WORK ORDER: Nothing in the records should be left out; transcribe them exactly.

RECORDED DATA:
>>
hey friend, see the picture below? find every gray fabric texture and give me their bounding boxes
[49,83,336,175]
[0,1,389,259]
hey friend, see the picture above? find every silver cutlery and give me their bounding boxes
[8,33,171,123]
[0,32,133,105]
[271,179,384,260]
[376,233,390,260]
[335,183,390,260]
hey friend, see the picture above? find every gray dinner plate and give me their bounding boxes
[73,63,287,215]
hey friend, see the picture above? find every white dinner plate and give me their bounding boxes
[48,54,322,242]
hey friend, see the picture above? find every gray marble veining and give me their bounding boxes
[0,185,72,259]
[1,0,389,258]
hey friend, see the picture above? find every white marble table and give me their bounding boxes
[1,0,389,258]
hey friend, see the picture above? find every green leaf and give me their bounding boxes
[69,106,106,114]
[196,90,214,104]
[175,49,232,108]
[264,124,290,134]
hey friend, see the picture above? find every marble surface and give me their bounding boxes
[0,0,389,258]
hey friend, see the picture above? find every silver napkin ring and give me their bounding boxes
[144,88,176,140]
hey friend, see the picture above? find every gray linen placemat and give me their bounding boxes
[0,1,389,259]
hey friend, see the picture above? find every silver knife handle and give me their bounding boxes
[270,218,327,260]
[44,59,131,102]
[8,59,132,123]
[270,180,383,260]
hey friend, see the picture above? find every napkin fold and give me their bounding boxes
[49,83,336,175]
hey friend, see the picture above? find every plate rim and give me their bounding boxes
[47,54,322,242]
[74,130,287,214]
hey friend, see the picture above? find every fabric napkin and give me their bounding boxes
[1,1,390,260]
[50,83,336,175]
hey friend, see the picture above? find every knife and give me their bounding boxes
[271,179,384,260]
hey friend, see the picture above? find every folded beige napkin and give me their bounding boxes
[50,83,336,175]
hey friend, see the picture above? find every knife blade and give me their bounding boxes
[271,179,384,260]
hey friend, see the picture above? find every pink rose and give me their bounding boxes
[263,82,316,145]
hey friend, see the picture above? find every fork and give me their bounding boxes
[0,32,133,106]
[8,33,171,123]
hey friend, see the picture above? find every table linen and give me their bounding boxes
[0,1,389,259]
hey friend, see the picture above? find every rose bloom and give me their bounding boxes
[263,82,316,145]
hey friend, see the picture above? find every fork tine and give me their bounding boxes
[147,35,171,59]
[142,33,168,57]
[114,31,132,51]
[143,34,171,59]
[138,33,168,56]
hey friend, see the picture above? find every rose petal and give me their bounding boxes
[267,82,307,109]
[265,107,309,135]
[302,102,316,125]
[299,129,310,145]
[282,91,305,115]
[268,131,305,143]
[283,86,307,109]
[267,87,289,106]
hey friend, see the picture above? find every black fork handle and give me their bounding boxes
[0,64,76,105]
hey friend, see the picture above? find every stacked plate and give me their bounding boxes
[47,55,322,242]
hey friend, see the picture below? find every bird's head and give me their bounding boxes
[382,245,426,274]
<<
ANSWER TO THE PROBLEM:
hey friend, see the picture below? find every gray fabric texture and give me their bounding boxes
[49,83,336,175]
[0,1,389,259]
hey friend, see the picture above? find every silver cutlery and give me their bounding boxes
[8,33,171,123]
[0,32,133,105]
[271,179,384,260]
[376,233,390,260]
[335,183,390,260]
hey friend, see the picture above? find every gray dinner plate and give me their bounding boxes
[73,63,287,215]
hey friend, see the picture above? find every white dinner plate and give me their bounding boxes
[48,54,322,242]
hey friend, see the picture above? find every gray marble veining and give me their bounding boxes
[0,185,72,259]
[1,0,389,258]
hey friend, see the picture above? find every white marble table and give me their bounding boxes
[1,0,389,258]
hey friend, see the picture above? find every green leaf and give me their bounding boxes
[69,106,106,114]
[196,90,214,104]
[175,49,232,108]
[264,124,290,134]
hey friend, see the picture above? find every marble surface and give me their bounding boxes
[0,0,389,258]
hey friend, see the picture above? find every silver napkin ring and give me their bounding boxes
[144,88,176,140]
hey friend, see the picture above? find every gray linen placemat and give me their bounding boxes
[0,1,389,259]
hey friend, see the picture above? find every silver knife handle and give me their bounding boxes
[270,218,327,260]
[44,59,131,102]
[8,59,132,123]
[270,180,383,260]
hey friend, see the picture above? find every napkin fold and give me their bounding boxes
[49,83,336,175]
hey friend, see the picture above? find every plate rim and give me their bounding boxes
[47,54,322,242]
[74,130,287,214]
hey friend, see the picture above? find every fabric napkin and give me their bounding boxes
[1,1,390,260]
[50,83,336,175]
hey friend, see the picture above? find every knife and give me their bounding boxes
[271,179,384,260]
hey friend, see the picture above? find every folded beige napkin and give me their bounding boxes
[50,83,336,175]
hey friend, see the picture above? find every knife blade and give me their bounding boxes
[271,179,384,260]
hey friend, see the picture above? find every pink rose and give me their bounding boxes
[263,82,316,145]
hey friend, see the picture above? find every fork and give me their bounding boxes
[0,32,133,106]
[8,33,171,123]
hey friend, see the picture above? find every table linen and give me their bounding boxes
[0,1,389,259]
hey friend, see the picture above? find every rose bloom and give me their bounding boxes
[263,82,316,145]
hey friend, see the picture above? find every fork tine and give me their bounding boxes
[147,35,171,59]
[142,33,168,57]
[114,31,132,51]
[143,34,171,59]
[138,33,168,56]
hey friend, see the picture above? find every rose petal and give me their bounding boxes
[267,82,307,109]
[265,107,309,135]
[302,102,316,125]
[299,129,310,145]
[282,91,305,115]
[268,131,305,143]
[283,86,307,109]
[267,87,289,106]
hey friend, see the picture above? find every black fork handle and give me their bounding boxes
[0,64,76,105]
hey friend, see the picture above? find every stacked plate and give me their bounding boxes
[47,55,322,242]
hey friend, see the picture below? find every bird's head and give me their bounding boxes
[382,245,426,274]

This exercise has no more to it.